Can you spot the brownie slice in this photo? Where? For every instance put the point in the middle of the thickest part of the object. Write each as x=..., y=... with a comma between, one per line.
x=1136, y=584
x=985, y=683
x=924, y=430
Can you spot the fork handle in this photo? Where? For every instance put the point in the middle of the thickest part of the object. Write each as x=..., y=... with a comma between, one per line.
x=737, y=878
┄┄┄┄┄┄┄┄┄┄
INSTRUCTIONS FOR THE TASK:
From the first line to the last, retype the records exactly.

OUTPUT OF THE EXERCISE:
Can you spot the brownie slice in this photo? Where? For every instance put the point in the middle of the thickest part of the object. Write each as x=..., y=... with a comma between, one per line.
x=1136, y=584
x=985, y=683
x=924, y=430
Can you spot the fork handle in this photo? Where? For every instance put the point in the middle of the thickest part of the object. Write each as x=..., y=... with a comma between, one per line.
x=737, y=878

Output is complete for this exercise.